## REQUIRED TASK
Write out the full listing exactly as given, minus the images.

==== RECORD EXTRACTS

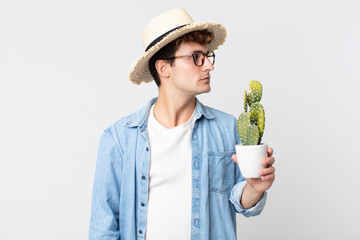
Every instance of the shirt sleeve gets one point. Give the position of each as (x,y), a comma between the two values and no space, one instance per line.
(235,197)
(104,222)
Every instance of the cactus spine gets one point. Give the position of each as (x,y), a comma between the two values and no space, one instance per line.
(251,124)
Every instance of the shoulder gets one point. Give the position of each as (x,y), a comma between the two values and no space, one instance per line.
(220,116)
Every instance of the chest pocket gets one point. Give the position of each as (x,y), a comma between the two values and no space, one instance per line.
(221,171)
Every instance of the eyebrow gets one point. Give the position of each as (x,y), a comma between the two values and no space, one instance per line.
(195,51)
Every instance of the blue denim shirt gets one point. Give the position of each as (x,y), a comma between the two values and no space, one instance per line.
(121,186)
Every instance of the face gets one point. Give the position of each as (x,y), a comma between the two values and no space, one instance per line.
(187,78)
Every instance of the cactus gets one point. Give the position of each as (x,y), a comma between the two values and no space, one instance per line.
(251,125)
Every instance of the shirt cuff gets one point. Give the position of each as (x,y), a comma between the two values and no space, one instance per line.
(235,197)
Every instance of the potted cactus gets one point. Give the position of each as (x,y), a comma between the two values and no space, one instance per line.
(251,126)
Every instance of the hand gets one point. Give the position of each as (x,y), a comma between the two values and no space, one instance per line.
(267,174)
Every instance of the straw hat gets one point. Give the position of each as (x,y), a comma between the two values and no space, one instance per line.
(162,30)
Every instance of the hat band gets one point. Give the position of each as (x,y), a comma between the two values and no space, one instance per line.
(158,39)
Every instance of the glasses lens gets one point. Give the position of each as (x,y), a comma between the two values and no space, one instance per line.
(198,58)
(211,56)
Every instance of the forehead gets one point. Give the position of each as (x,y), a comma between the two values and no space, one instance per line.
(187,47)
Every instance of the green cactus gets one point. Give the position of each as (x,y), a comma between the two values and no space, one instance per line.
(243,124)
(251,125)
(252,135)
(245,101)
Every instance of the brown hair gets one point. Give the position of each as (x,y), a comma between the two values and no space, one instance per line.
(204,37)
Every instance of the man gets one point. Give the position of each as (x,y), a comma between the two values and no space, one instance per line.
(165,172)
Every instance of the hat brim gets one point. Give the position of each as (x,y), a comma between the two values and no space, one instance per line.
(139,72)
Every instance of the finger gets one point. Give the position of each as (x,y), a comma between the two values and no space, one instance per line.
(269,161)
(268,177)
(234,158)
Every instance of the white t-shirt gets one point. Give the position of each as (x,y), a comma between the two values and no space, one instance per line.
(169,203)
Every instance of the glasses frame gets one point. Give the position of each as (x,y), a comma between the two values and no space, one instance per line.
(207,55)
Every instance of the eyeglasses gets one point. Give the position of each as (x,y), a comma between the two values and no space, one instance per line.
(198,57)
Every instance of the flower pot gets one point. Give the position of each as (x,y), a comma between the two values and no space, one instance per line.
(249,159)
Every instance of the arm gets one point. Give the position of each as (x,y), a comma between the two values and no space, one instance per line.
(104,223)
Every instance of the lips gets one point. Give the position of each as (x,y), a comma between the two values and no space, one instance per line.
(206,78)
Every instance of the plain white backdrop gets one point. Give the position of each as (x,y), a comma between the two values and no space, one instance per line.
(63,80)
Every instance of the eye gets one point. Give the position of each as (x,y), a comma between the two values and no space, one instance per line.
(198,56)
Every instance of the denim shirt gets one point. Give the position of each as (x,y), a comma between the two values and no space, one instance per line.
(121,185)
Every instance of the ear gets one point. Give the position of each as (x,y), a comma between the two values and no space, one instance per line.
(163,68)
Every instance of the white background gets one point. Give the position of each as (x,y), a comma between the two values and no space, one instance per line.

========

## RESULT
Every instance of the shirt sleeve gets one point. Give the position of each as (x,y), a comma between the two values and no space, one instance per line.
(235,197)
(104,222)
Every instance of the cactus spine gets one point. Give the position of each as (x,y), a comma between the two values and no space, one instance per line.
(251,124)
Every instance of the shoulder gets one point. Give the position of each as (x,y), a comma between the two values and no space, one instance per line.
(220,116)
Every instance of the chest pocket gets one point. Give the position of each as (x,y), a comma between the two values and no space, one instance per line.
(221,171)
Every instance of the eyebrow gets one point. Give the position of each as (x,y), a comma between the two values and no space, one instance per line.
(195,51)
Every instance of the blue denim shirt gets one point. Give the position of each as (x,y), a comma between the two values and no space, one instance per line.
(121,186)
Every instance of the face gets one point. Give the position of each as (x,y), a comma between the two values and no space, one instance per line.
(187,78)
Every instance of the cactus gets one point. Give the position of each as (x,y), a comma between the two values and no space, one instance per line.
(251,125)
Every instance of the shirt cuff gets one point. Give the position of each as (x,y), a comma between the two values and no space, one instance per line.
(235,197)
Every instance of the potted cactus gets one point. Give the position of each as (x,y), a comma between the two values and no space, one instance per line.
(251,126)
Every instance of the hand gets one point. Give the position of each as (x,y), a comma between the two values and no space, one instance per line.
(267,174)
Every instance of the straw hat gets one point. Give the position of each as (x,y), a comma between the two values and no space, one instance per line.
(162,30)
Every instance of the hat band gets one point. Give the position of each as (x,y), a comma between the two values and no space, one instance per line.
(158,39)
Every instance of the glasses lens gets one point. Give the position of each as (x,y), a comma between the two values and no space, one instance per line.
(198,58)
(211,56)
Every instance of the forehead gets one point. Give the position of each as (x,y), a comma between the two values and no space, one instance per line.
(187,47)
Every instance of the green cactus gets one point. Give the position of each as (x,y), a comma between the two values and no space, one instance per line.
(243,124)
(251,125)
(252,135)
(245,101)
Every instance of the brown hair gets one point. Give the position of each as (x,y), a comma between the two values and no space, one instance per line.
(204,37)
Every instance of the man gets one point. Give the position of each as (x,y), a comma between the two values and no space, one instance per line.
(165,172)
Every instance of the hat brim gets one point. Give the position of each as (x,y), a comma between the two values and no space, one instance per line.
(139,72)
Every instance of the finger gets one point. Give the position of each as (x,y), a comma between the two values and no space, one instance per line.
(269,161)
(268,177)
(234,158)
Every instance of the white t-shirt gets one point. Give the position of each as (x,y), a comma between the two values and no space, one instance per line.
(169,203)
Every instance of the glasses frame gets one point. Give the position of each as (x,y), a comma between the two values and no space, one instance per line.
(207,55)
Every instance of the eyeglasses gets one point. Give the position of each as (x,y), a comma between the two values and no space, one instance per line.
(198,57)
Every instance of the flower pot gets one point. Give the position of each as (x,y), a comma between the two values and no space, one instance per line.
(249,159)
Every instance of the arm gets one point. Give the position of each as (x,y), a comma between the two values and no space, one instance per line.
(104,223)
Every instance of the lips gets one point. Give the position of each as (x,y), a comma between the two values and no space, one instance per line.
(206,78)
Every instance of the plain white backdrop gets one point. Give the position of each as (x,y), a comma between the two values and no space, one instance per line.
(63,80)
Every instance of the eye gets one point. Give the position of each as (x,y), a comma between the two values and no space, one instance per line.
(198,56)
Every instance of the denim shirt gets one point. Give the position of each as (x,y), a comma between the two values and no space, one instance per line.
(121,185)
Every instance of the ear gets one point. Give the position of each as (x,y), a comma between the two values and no space, one instance per line.
(163,68)
Every instance of the white background gets one point. Give the position of each as (x,y), a comma between the two values and no space, one instance per line.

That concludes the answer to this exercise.